# start of Record excerpts
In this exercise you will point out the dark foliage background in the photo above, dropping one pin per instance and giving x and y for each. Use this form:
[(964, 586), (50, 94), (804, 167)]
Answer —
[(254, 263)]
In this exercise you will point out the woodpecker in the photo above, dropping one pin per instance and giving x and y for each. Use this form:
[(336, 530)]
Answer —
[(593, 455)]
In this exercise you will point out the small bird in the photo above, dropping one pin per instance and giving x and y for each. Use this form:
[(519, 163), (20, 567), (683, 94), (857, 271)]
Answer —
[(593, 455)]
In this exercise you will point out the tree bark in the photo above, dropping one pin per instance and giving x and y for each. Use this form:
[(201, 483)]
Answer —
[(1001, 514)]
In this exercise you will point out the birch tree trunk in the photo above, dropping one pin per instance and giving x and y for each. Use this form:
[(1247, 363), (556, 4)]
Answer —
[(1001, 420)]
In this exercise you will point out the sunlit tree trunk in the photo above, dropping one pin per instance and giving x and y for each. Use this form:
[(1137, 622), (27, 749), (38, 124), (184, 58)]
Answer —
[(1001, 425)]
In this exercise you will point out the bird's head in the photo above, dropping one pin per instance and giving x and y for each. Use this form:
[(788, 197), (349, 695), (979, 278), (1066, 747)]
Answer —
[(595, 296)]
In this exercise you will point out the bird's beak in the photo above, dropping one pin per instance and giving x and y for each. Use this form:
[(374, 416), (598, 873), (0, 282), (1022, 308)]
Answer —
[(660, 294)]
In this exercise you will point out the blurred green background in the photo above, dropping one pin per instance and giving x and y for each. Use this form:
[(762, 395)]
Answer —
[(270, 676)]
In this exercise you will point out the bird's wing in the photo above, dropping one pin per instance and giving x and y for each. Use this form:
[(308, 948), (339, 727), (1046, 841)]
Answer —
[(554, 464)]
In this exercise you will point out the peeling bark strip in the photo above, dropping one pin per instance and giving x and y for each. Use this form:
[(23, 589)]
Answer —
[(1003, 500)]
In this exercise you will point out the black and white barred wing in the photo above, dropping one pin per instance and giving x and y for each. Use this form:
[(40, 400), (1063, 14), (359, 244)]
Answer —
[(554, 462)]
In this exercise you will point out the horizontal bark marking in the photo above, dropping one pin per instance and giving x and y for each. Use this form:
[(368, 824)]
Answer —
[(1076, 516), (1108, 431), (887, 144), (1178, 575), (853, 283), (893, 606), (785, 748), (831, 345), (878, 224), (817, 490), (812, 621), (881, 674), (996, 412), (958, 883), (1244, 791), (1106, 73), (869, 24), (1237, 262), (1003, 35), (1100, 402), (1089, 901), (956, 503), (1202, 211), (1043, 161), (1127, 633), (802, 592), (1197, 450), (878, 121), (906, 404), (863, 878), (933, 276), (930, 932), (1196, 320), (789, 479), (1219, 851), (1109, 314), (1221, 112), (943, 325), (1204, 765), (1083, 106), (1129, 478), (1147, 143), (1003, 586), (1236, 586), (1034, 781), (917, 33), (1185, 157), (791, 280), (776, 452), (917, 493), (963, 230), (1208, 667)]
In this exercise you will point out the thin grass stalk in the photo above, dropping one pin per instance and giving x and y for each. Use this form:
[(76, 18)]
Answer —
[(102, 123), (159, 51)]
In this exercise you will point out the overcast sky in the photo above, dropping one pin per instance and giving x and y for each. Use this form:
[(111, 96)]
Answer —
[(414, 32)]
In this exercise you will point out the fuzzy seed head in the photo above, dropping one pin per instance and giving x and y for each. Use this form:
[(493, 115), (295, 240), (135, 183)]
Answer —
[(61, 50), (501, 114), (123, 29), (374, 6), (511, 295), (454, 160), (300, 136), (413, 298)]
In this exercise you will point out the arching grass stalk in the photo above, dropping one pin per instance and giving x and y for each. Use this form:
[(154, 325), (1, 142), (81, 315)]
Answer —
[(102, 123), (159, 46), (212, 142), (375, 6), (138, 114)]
# end of Record excerpts
The request – Reproduce all of the rows above verbatim, leaving nothing out and changing nothing.

Answer to this exercise –
In this exercise you will point out the dark foliage background in the photo above, dropping one pin per instance and giving x and y for each. Use this form:
[(964, 586), (50, 94), (804, 167)]
Answer —
[(254, 263)]
In this exercise you will point out the woodpecker in the photo above, dropping one pin per instance and giving x and y for each. Use this form:
[(336, 530)]
Answer —
[(593, 455)]
In this exercise you will point out the small bird in the photo above, dropping one pin per instance and giving x and y for each. Use this form:
[(519, 163), (20, 567), (683, 94), (857, 271)]
Answer —
[(593, 455)]
In this exercise you will point out the tree bark in the photo above, dropping one pin per instance and giving x and y for each. Use this form:
[(201, 483)]
Answer —
[(1001, 514)]
In this exercise you will point out the birch tree trunk in the photo above, dropping one pin per instance and giving x and y for each. Use this form:
[(1247, 363), (556, 4)]
Answer —
[(1001, 420)]
In this exercise you will point out the sunlit tree trunk in the photo above, dropping one pin per instance and giving x and y for each. Use this form:
[(1137, 622), (27, 749), (38, 124), (184, 58)]
Answer —
[(1001, 425)]
In this exercise you will point out the bird's head in the photo above, dropping one pin per instance and giving x and y for each. Use this form:
[(788, 197), (349, 695), (979, 278), (1066, 747)]
Answer —
[(595, 296)]
In this exercise you will point out the bird's beak in the photo above, dropping one pin per instance and giving x and y for each. Use this form:
[(374, 416), (598, 873), (0, 282), (1022, 308)]
Answer —
[(660, 294)]
In this exercise you will point out the blurred green background in the photo above, dropping one pin per instance and giving x and y for each. Use this form:
[(762, 395)]
Answer —
[(270, 676)]
In this exercise you will point out the bird's wing in the photo above, dropping one pin per instance and giving x and y for each. Use this form:
[(308, 948), (339, 727), (1046, 841)]
Answer —
[(554, 464)]
In this exercise you will point out the peeling bark strip in the photo above, dropping one pin per instance and giving x and y for each. Use this form:
[(23, 589)]
Answer —
[(1003, 500)]
In this exercise you will point out the black and white barred wing in the photo above, dropping one pin per instance and giving x and y for each. Use this form:
[(40, 400), (1063, 14), (359, 244)]
Answer —
[(554, 462)]
In this exercise you will point out the horizontal bark marking in the photo above, dropping one pin per instance and giving x and y for each. Use this form:
[(368, 824)]
Answer —
[(1076, 516), (1108, 431), (887, 144), (1178, 575), (853, 283), (893, 606), (785, 748), (831, 345), (878, 224), (817, 490), (812, 621), (881, 674), (996, 412), (958, 883), (1244, 791), (1106, 73), (869, 24), (1237, 262), (1003, 35), (1100, 402), (1089, 901), (956, 503), (1202, 211), (1043, 161), (1127, 633), (802, 592), (1197, 450), (878, 121), (906, 404), (863, 878), (933, 276), (930, 932), (1196, 320), (789, 479), (1219, 851), (1109, 314), (1221, 112), (943, 325), (1204, 765), (1083, 106), (1129, 478), (1147, 143), (1003, 586), (1236, 586), (1034, 781), (917, 33), (1185, 157), (791, 280), (776, 452), (917, 493), (963, 230), (1208, 667)]
In this exercise you will point out the thin grass stalk in the photo above, dropping one pin per instance and giving x and y for each. Use this form:
[(76, 18)]
Answer —
[(102, 123), (159, 51)]
In this exercise you will point out the overcast sky in the photo above, dropping one pin per instance and giving x and y for each. Use this form:
[(111, 96)]
Answer —
[(414, 32)]
In this exercise you will point out the fuzzy seed head in the photo above, dropping one pin per instance and giving x and y for each. Use this form:
[(493, 115), (295, 240), (135, 183)]
Answer —
[(61, 50), (501, 114), (123, 29), (374, 6), (511, 295), (454, 160), (300, 136), (413, 298)]
In this exercise you will point out the arching grass stalk in the photo above, dropping one pin per instance and giving x and y for each. Use this form:
[(154, 325), (1, 142), (81, 315)]
Answer —
[(102, 123), (159, 46), (212, 142), (375, 6), (138, 114)]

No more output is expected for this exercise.